CompUSA, now owned by TigerDirect (SYX), is trying to bring the online shopping experience into its stores. The chain is experimenting at a handful of stores in Florida and North Carolina with PCs and laptops that display videos and charts with information about themselves, reducing the need for shoppers to quiz sales staff. "The machines are doing the talking," says Intel's (INTC) U.S. retail marketing manager, Steve Peterson, who points to the program as one of the more inventive approaches to tech-product merchandising right now. Retail innovation, he says, is "less to do with a futuristic sales environment that looks like it came out of Scandinavian design," and more about getting consumers pertinent information during the typical month-long shopping period for a PC.

_WORK INSTRUCTIONS_: In one to three sentences, explain why, according to the CompUSA text, the test stores use PCs and laptops that display videos and charts about themselves. The records that come next have nothing to do with the CompUSA text.

_EXTRACTED MATERIAL_:

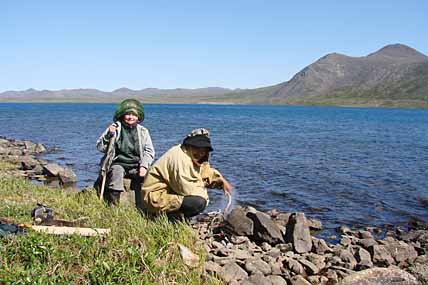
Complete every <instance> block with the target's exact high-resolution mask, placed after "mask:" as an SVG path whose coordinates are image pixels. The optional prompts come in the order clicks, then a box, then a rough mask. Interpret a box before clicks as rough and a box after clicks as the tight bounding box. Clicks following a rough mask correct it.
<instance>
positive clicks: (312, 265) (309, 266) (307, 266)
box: [299, 259, 320, 275]
mask: <svg viewBox="0 0 428 285" xmlns="http://www.w3.org/2000/svg"><path fill="white" fill-rule="evenodd" d="M299 262H300V263H301V264H302V265H303V267H304V268H305V272H306V273H307V274H309V275H315V274H317V273H318V272H319V271H320V269H319V268H318V267H317V266H316V265H315V264H313V263H312V262H310V261H309V260H306V259H301V260H299Z"/></svg>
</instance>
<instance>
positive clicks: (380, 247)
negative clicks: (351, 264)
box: [368, 245, 394, 266]
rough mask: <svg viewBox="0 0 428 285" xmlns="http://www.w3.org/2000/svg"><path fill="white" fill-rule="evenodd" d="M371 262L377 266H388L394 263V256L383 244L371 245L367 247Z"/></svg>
mask: <svg viewBox="0 0 428 285" xmlns="http://www.w3.org/2000/svg"><path fill="white" fill-rule="evenodd" d="M368 250H369V252H370V255H371V256H372V260H373V263H374V264H376V265H379V266H389V265H393V264H394V258H393V257H392V256H391V254H390V253H389V250H388V249H387V248H386V247H385V246H384V245H373V246H370V247H369V249H368Z"/></svg>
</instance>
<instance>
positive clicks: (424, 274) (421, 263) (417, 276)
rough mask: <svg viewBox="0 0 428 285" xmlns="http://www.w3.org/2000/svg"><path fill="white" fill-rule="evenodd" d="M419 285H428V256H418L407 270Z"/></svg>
mask: <svg viewBox="0 0 428 285" xmlns="http://www.w3.org/2000/svg"><path fill="white" fill-rule="evenodd" d="M408 271H409V272H410V273H411V274H413V275H414V276H415V277H416V278H417V279H418V280H419V281H420V283H421V284H428V255H423V256H419V257H418V258H416V260H415V262H414V264H413V265H412V266H411V267H410V268H408Z"/></svg>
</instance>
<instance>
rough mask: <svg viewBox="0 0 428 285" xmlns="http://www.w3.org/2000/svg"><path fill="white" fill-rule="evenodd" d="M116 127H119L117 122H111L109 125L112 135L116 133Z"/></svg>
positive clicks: (109, 130) (116, 128)
mask: <svg viewBox="0 0 428 285" xmlns="http://www.w3.org/2000/svg"><path fill="white" fill-rule="evenodd" d="M116 129H117V127H116V124H111V125H110V126H109V127H108V131H109V132H110V135H111V136H113V135H114V133H115V132H116Z"/></svg>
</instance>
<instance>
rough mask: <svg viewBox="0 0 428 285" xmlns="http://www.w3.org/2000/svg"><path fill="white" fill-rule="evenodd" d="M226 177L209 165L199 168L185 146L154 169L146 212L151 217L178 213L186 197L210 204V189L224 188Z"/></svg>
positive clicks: (154, 165) (204, 164) (149, 184)
mask: <svg viewBox="0 0 428 285" xmlns="http://www.w3.org/2000/svg"><path fill="white" fill-rule="evenodd" d="M221 178H222V176H221V174H220V172H219V171H217V170H216V169H214V168H211V167H210V165H209V163H208V162H205V163H203V164H202V165H200V166H198V165H196V164H194V163H193V161H192V159H191V157H190V155H189V154H188V153H187V151H186V149H185V148H184V147H183V146H182V145H176V146H174V147H172V148H171V149H170V150H168V151H167V152H166V153H165V154H164V155H162V157H161V158H159V160H157V161H156V162H155V163H154V164H153V165H152V167H151V168H150V170H149V172H148V174H147V175H146V178H145V180H144V184H143V188H142V191H143V208H145V209H146V210H147V211H149V212H151V213H166V212H173V211H176V210H178V209H179V208H180V207H181V204H182V202H183V198H184V196H189V195H195V196H200V197H202V198H204V199H205V200H207V203H208V193H207V188H221V187H222V186H223V182H222V179H221Z"/></svg>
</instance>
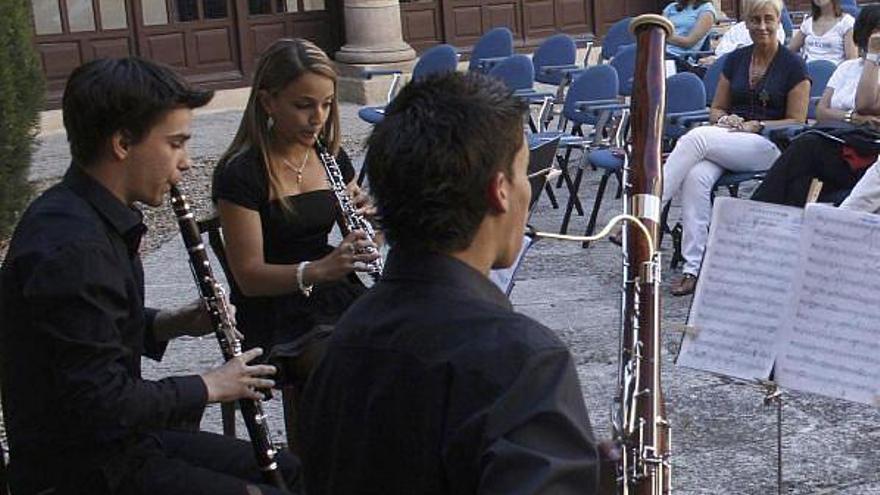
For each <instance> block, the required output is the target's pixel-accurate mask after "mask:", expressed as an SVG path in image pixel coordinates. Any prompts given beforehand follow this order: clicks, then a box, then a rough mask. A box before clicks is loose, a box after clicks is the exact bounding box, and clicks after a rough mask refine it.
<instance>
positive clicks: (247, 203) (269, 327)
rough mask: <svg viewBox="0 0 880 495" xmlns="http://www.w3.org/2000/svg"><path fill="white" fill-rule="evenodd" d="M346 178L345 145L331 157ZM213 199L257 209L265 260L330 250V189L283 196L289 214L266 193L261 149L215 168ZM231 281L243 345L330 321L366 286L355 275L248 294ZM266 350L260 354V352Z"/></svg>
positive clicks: (284, 257)
mask: <svg viewBox="0 0 880 495" xmlns="http://www.w3.org/2000/svg"><path fill="white" fill-rule="evenodd" d="M336 160H337V163H338V164H339V168H340V169H341V171H342V175H343V178H344V179H345V182H346V183H348V182H350V181H351V180H352V178H353V177H354V167H352V164H351V160H350V159H349V157H348V155H347V154H346V153H345V151H342V150H340V152H339V155H338V156H337V158H336ZM213 199H214V201H215V202H216V201H217V200H220V199H224V200H226V201H229V202H231V203H235V204H236V205H239V206H241V207H244V208H247V209H249V210H254V211H257V212H259V214H260V223H261V224H262V231H263V256H264V258H265V261H266V263H270V264H295V263H299V262H301V261H315V260H318V259H320V258H322V257H324V256H325V255H327V254H328V253H330V252H331V251H332V250H333V247H332V246H330V245H329V244H328V243H327V236H328V234H329V233H330V231H331V230H332V228H333V225H334V224H335V222H336V219H337V212H338V207H337V202H336V197H335V195H334V194H333V192H332V191H330V190H317V191H311V192H307V193H303V194H297V195H294V196H288V200H290V201H291V204H292V206H293V214H289V213H285V212H284V210H283V209H282V207H281V202H280V201H279V200H277V199H274V200H273V199H270V198H269V177H268V175H267V172H266V167H265V165H264V164H263V159H262V156H261V154H260V153H259V152H258V151H257V150H256V149H254V148H251V149H249V150H247V151H244V152H242V153H240V154H239V155H237V156H235V157H234V158H233V159H231V160H230V161H228V162H227V163H226V165H225V166H223V167H221V168H218V169H217V171H216V172H215V174H214V183H213ZM229 283H230V285H231V286H232V294H231V298H230V299H231V301H232V303H233V304H234V305H235V307H236V321H237V322H238V329H239V330H240V331H241V332H242V333H243V334H244V336H245V339H244V342H243V345H244V347H245V348H252V347H258V346H259V347H262V348H263V349H264V351H265V352H266V353H268V351H269V350H270V349H272V347H273V346H275V345H277V344H283V343H286V342H290V341H292V340H295V339H296V338H298V337H300V336H302V335H303V334H305V333H306V332H308V331H309V330H311V329H312V328H313V327H314V326H315V325H325V324H326V325H332V324H335V323H336V321H337V320H338V319H339V316H340V315H342V313H343V312H344V311H345V310H346V309H347V308H348V307H349V305H351V303H352V302H353V301H354V300H355V299H356V298H357V297H358V296H359V295H361V294H362V293H363V292H364V291H365V290H366V289H365V288H364V286H363V285H361V284H360V283H359V282H358V281H357V278H356V277H354V276H349V277H346V278H344V279H342V280H338V281H334V282H326V283H321V284H316V285H315V287H314V289H313V290H312V293H311V296H310V297H305V296H303V295H302V294H300V293H299V292H294V293H290V294H284V295H281V296H271V297H247V296H245V295H244V294H242V293H241V291H240V290H239V289H238V287H237V285H236V284H235V283H234V282H233V281H232V280H230V281H229ZM264 355H265V354H264Z"/></svg>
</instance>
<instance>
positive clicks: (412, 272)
mask: <svg viewBox="0 0 880 495" xmlns="http://www.w3.org/2000/svg"><path fill="white" fill-rule="evenodd" d="M525 111H527V110H526V105H525V104H523V103H521V102H520V101H519V100H517V99H515V98H514V97H513V95H512V93H511V91H510V90H508V89H507V88H506V87H505V86H503V84H502V83H501V82H500V81H495V80H493V79H490V78H488V77H486V76H483V75H481V74H475V73H468V74H460V73H456V74H446V75H441V76H435V77H433V78H429V79H426V80H423V81H416V82H412V83H410V84H409V85H408V86H406V87H405V88H404V89H403V90H402V91H401V92H400V94H399V95H398V96H397V97H396V98H395V99H394V101H393V102H392V103H391V104H390V105H389V106H388V108H387V110H386V113H385V119H384V120H383V121H382V122H381V123H380V124H378V125H376V128H375V129H374V131H373V134H372V135H371V136H370V139H369V142H368V144H369V151H368V154H367V161H368V162H369V164H370V167H369V170H368V174H369V184H370V186H371V189H372V193H373V195H374V198H375V201H376V206H377V208H378V215H379V218H380V219H381V222H382V225H383V228H384V229H385V230H384V231H385V233H386V236H387V238H388V240H389V244H390V245H391V251H390V253H389V255H388V260H387V264H386V266H385V272H384V274H383V277H382V280H381V281H380V282H379V283H378V284H376V285H375V286H374V287H373V288H372V289H371V290H370V291H369V292H367V293H366V294H364V296H362V297H361V298H359V299H358V300H357V301H355V303H354V304H353V305H352V307H351V308H350V309H349V310H348V311H347V312H346V313H345V314H344V315H343V316H342V318H341V319H340V320H339V323H338V324H337V326H336V330H335V333H334V335H333V336H332V337H331V341H330V344H329V346H328V349H327V352H326V354H325V356H324V359H323V360H322V361H321V362H320V363H319V365H318V366H317V368H316V369H315V371H314V374H313V375H312V378H311V379H310V381H309V382H308V384H307V385H306V390H305V393H304V397H303V402H302V404H303V405H302V409H301V419H302V421H301V423H300V424H301V425H302V428H301V431H300V438H301V439H302V452H303V459H304V468H303V472H304V473H308V474H307V475H306V484H307V487H306V490H307V492H308V493H309V494H310V495H327V494H336V495H343V494H345V495H347V494H352V493H359V494H382V495H395V494H398V495H408V494H416V493H418V494H422V495H432V494H457V495H469V494H471V495H473V494H478V493H519V492H521V491H523V492H528V493H532V494H538V493H540V494H548V495H549V494H557V495H559V494H562V495H566V494H571V495H574V494H577V495H591V494H598V493H611V491H607V488H606V489H604V490H605V491H600V488H599V478H600V469H599V468H600V463H599V458H600V457H599V452H598V451H597V450H598V449H597V445H596V441H595V440H594V438H593V433H592V431H591V427H590V420H589V418H588V416H587V410H586V407H585V405H584V401H583V397H582V393H581V388H580V385H579V384H578V377H577V373H576V371H575V367H574V362H573V361H572V356H571V354H570V353H569V351H568V349H567V348H566V347H565V345H564V344H563V343H562V342H560V340H559V339H558V337H556V336H555V335H554V333H553V332H552V331H550V330H549V329H547V328H546V327H544V326H543V325H541V324H539V323H538V322H536V321H534V320H532V319H530V318H528V317H526V316H523V315H521V314H519V313H516V312H514V311H513V309H512V307H511V304H510V301H509V300H508V299H507V298H506V297H505V296H504V294H503V293H502V292H501V291H499V289H498V288H497V287H496V286H495V285H494V284H493V283H492V282H491V281H490V280H489V277H488V274H489V271H490V269H492V268H503V267H507V266H510V265H511V264H512V263H513V262H514V260H515V258H516V256H517V253H518V252H519V250H520V246H521V243H522V239H523V231H524V228H525V221H526V216H527V214H528V206H529V199H530V196H531V188H530V185H529V181H528V178H527V173H526V170H527V166H528V163H527V162H528V149H527V145H526V142H525V140H524V137H523V115H524V112H525ZM607 472H610V471H607Z"/></svg>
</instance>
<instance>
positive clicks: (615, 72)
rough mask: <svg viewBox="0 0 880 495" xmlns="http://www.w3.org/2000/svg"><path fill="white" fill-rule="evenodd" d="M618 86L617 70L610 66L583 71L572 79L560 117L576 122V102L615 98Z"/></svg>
mask: <svg viewBox="0 0 880 495" xmlns="http://www.w3.org/2000/svg"><path fill="white" fill-rule="evenodd" d="M618 86H619V82H618V78H617V70H616V69H615V68H614V67H612V66H610V65H605V64H603V65H594V66H592V67H590V68H588V69H586V70H584V71H583V72H581V73H580V75H578V76H577V77H575V78H574V80H573V81H572V82H571V86H569V88H568V93H566V94H565V102H564V103H563V105H562V115H563V116H564V117H565V118H567V119H568V120H576V119H577V117H576V115H575V114H576V113H577V102H579V101H594V100H611V99H614V98H617V94H618V92H619V89H618Z"/></svg>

_TASK RESPONSE_: The machines give shoppers information about themselves, which reduces the need for shoppers to quiz sales staff. This is part of CompUSA's effort to bring the online shopping experience into its stores.